Supplied passage
[Start of Attachment]
Determination of Deuterium Content in Aspergillus sp. Metabolites.
Given that all the metabolites contained one or more exchangeable protons, we surmised that these could be used as internal references to determine the relative proportion of protium/deuterium in each compound. This approach, while simple, was not entirely satisfactory since the 13C satellites (one-bond coupling of 13C–1H) resulted in the overlap of many proton signals. Although 13C decoupling of the 1H NMR was attempted, we were not able to completely remove all couplings, especially with the added contributions from 2H couplings. To address this problem directly and effectively eliminate the 13C satellites, a bilevel adiabatic decoupling 1H NMR pulse sequence was used.23,24 Although this diminished the signal-to-noise capacity of our experiments, we were able to identify spurious peaks and eliminate them by comparing each metabolite’s 1H NMR data with its corresponding 1H–13C HSQC spectrum. Using this method, we determined that the level of deuterium incorporation was relatively even across all positions in each compound with about 90% deuterium incorporation in 1–5 (Figures S15, S22, S30, S38, S46).
Methicillin-Resistant Staphylococcus aureus Activity of Compound 6.
Compounds 1–6 were evaluated for anticancer activity against MIA PaCa-2 pancreatic cells;25 antimicrobial activities against methicillin-resistant Staphylococcus aureus (MRSA), Enterococcus faecium, Acinetobacter baumannii, and Klebsiella pneumonia; as well as antifungal activity against Candida albicans and Aspergillus fumigatus.26 Only compound 6 displayed anti-MRSA activity at 25 μg/mL (Figure S58). Unfortunately, the MIC value of 6 was not determined due to its limited yield and propensity for decomposition. The anti-MRSA activity of nonisotopically enriched pigmentosin A has not been reported; however, the anti-MRSA activity of 6 is consistent with published bioactivity reports for its analogue, lichenicolin A (MIC of 16 μg/mL).27
CONCLUSIONS
Deuterium enrichment of the fungal growth medium appears to have a range of effects on an organism’s secondary metabolic production. In this study, it was notable that we observed a compound (pigmentosin A, 6) that represented a biosynthetic product that was previously undetected by LC-ESIMS (selected-ion trace) from the fungus, although this isolate has been cultured under many different conditions by our group. In addition, deuterium enrichment unleashed the production of numerous indole alkaloid analogues (1, 3–5) previously not detected from the fungus.12 These results suggest that deuterium enrichment might offer a simple and helpful method for further expanding a fungus’s chemical diversity potential.
[End of Attachment]
Dataset items:
[Start of Attachment]
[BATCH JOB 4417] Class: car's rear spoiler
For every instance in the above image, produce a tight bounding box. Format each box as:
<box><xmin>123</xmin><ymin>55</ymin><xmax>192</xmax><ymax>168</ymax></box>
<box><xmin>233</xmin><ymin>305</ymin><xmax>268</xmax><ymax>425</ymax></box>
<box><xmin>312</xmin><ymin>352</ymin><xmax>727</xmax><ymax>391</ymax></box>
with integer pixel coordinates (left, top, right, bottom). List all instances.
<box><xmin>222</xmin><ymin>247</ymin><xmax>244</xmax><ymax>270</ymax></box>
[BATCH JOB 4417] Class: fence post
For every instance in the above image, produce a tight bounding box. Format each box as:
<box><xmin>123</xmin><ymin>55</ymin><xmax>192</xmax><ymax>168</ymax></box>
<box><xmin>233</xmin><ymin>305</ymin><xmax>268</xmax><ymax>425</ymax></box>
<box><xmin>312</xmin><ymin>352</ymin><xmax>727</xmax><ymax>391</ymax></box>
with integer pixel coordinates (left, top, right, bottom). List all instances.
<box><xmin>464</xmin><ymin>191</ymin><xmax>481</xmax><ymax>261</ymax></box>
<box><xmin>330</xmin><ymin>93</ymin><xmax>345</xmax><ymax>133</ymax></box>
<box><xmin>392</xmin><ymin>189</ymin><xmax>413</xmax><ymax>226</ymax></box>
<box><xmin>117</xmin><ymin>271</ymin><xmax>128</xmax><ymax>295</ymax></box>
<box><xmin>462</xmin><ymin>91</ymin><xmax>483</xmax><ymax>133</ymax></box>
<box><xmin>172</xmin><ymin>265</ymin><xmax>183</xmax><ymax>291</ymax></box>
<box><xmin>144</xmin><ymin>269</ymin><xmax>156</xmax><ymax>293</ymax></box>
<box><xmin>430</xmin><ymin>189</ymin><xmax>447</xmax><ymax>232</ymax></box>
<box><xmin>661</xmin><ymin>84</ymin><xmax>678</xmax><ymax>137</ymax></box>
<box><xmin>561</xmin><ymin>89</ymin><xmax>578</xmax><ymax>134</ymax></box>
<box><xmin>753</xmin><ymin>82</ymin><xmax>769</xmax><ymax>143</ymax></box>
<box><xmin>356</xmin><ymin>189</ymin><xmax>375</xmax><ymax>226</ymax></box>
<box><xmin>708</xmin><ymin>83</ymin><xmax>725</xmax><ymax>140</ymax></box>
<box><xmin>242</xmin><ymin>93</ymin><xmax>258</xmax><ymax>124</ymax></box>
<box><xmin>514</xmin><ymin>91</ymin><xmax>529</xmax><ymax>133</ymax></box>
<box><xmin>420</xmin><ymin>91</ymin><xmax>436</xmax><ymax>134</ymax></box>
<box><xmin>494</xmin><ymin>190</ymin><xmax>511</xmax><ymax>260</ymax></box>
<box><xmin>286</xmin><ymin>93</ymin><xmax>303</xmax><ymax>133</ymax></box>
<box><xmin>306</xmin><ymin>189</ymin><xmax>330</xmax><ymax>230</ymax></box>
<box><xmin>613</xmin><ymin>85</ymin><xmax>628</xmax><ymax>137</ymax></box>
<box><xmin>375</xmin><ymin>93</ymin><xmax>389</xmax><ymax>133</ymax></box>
[End of Attachment]
Task requirements
a) List every microorganism that compounds 1–6 were screened against for antimicrobial or antifungal activity in the passage on deuterium-enriched Aspergillus metabolites.
b) Carry on the passage on deuterium-enriched Aspergillus metabolites from its final sentence.
The material isn't needed for anything here.

Per-task answers
a)
- Methicillin-resistant Staphylococcus aureus (MRSA)
- Enterococcus faecium
- Acinetobacter baumannii
- Klebsiella pneumonia
- Candida albicans
- Aspergillus fumigatus

b)
As a corollary to these studies, it is noteworthy that deuterium-labeled compounds have shown significant promise in the clinic due to their altered C–D bond strength properties, which changes their susceptibility to in vivo metabolic transformations. For example, Auspex Pharmaceuticals launched SD-809, a deuterated analogue of the drug tetrabenazine, in a phase III clinical trial to treat Huntington’s disease.28,29 In another case, Concert Pharmaceuticals has developed CTP-499, a deuterated analogue of 1-(5-hydroxyhexyl)-3,7-dimethylxanthine, and initiated its phase II clinical trials for treating diabetic kidney disease.28,30 Likewise, Avanir Pharmaceuticals is conducting phase II clinical studies of AVP-786, deuterated dextromethorphan, for depressive disorders.31 The growing appeal of developing pharmaceutical candidates with strategically incorporated deuterium atoms attests to the power that this approach has for the control of a drug’s susceptibility to in vivo metabolic processes. The current experiments provide a direction for exploring additional deuterium-labeling strategies that could be applied to situations requiring improvements in the metabolic stability of drugs and related clinical candidates.
EXPERIMENTAL SECTION
General Experimental Procedures.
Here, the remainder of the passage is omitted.